** START SOURCE EXTRACT **

Live album by Grateful Dead
- Released: February 23, 1996
- Recorded: February 13–14, 1970
- Genres: Rock, folk rock, psychedelic rock
- Length: 189:46
- Label: Grateful Dead

Grateful Dead chronology
| Dick's Picks Volume 3 (1995) | Dick's Picks Volume 4 (1996) | Dick's Picks Volume 5 (1996) |

= Dick's Picks Volume 4 =

Dick's Picks Volume 4 is the fourth live album in the Dick's Picks series of releases by the Grateful Dead. It was recorded on February 13 and February 14, 1970, at the Fillmore East in New York City, and released in February 1996. It was the first of the Dick's Picks CDs to have three discs. It was also the first Dead album to include the song "Mason's Children".

Dick's Picks Volume 4 was the second album of live material from the 2/13/70 and 2/14/70 concerts. The first was History of the Grateful Dead, Volume One (Bear's Choice), which was released in 1973.

The Grateful Dead played three sets of music at each of these concerts — a relatively short electric set, an acoustic set, and another, longer electric set, followed by an encore. Dick's Picks Volume 4 contains the complete third sets of both shows, plus two additional tracks.

** END SOURCE EXTRACT **
** START STORED DATA **

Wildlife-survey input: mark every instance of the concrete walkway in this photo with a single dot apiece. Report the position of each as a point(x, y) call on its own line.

** END STORED DATA **

## [TASK SET]
a) Summarize the album description in two sentences.
b) From the album description, copy the passage starting with "Grateful Dead chronology" and going on through "released in 1973.".
The data that comes after the album description is separate material.

## [WRITTEN RESPONSES]
a) Dick's Picks Volume 4 is the fourth live album in the Grateful Dead's Dick's Picks series, recorded at the Fillmore East in New York City on February 13 and 14, 1970, and released in February 1996. It was the first Dick's Picks release with three discs and the first Dead album to include "Mason's Children," and it holds the complete third sets of both concerts plus two additional tracks.

b)
Grateful Dead chronology
| Dick's Picks Volume 3 (1995) | Dick's Picks Volume 4 (1996) | Dick's Picks Volume 5 (1996) |

= Dick's Picks Volume 4 =

Dick's Picks Volume 4 is the fourth live album in the Dick's Picks series of releases by the Grateful Dead. It was recorded on February 13 and February 14, 1970, at the Fillmore East in New York City, and released in February 1996. It was the first of the Dick's Picks CDs to have three discs. It was also the first Dead album to include the song "Mason's Children".

Dick's Picks Volume 4 was the second album of live material from the 2/13/70 and 2/14/70 concerts. The first was History of the Grateful Dead, Volume One (Bear's Choice), which was released in 1973.